▸ **INSTRUCTION**
Convert the following listing into a numbered list, one line per number, omitting blank lines.

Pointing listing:
◇ ◇ ◇ ◇
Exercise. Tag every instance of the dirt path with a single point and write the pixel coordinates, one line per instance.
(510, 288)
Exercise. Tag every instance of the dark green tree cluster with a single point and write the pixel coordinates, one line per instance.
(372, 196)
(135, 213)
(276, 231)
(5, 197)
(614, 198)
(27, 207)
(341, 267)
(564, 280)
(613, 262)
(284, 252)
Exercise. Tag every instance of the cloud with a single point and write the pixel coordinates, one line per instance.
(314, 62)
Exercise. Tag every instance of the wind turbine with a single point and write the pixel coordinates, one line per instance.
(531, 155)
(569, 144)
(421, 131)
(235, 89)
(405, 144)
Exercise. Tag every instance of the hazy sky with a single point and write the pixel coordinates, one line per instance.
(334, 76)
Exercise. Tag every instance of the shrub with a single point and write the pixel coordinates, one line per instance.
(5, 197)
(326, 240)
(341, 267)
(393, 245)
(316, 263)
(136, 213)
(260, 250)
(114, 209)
◇ ◇ ◇ ◇
▸ **REPLY**
1. Exercise. Tag every instance of the dirt path with a single point and write the pixel coordinates, one line per instance.
2. (510, 288)
3. Exercise. Tag every instance of the dark green tree cluster with a single point and write the pixel coordinates, one line per instance.
4. (372, 196)
5. (135, 213)
6. (276, 231)
7. (5, 197)
8. (614, 198)
9. (27, 207)
10. (341, 267)
11. (564, 280)
12. (613, 262)
13. (284, 252)
14. Exercise. Tag every instance of the cloud with a single point and write the pixel coordinates, one line per instance.
15. (314, 62)
16. Exercise. Tag every instance of the wind turbine with a single point and write the pixel coordinates, one line per instance.
17. (531, 155)
18. (569, 144)
19. (421, 131)
20. (235, 89)
21. (405, 144)
22. Exercise. Tag every instance of the hazy sky with a single point and write the pixel coordinates, one line per instance.
23. (334, 76)
24. Exercise. Tag every instance of the shrub with a single point and write the pixel coordinates, one line per instance.
25. (5, 197)
26. (326, 240)
27. (341, 267)
28. (393, 245)
29. (316, 263)
30. (136, 213)
31. (260, 250)
32. (114, 209)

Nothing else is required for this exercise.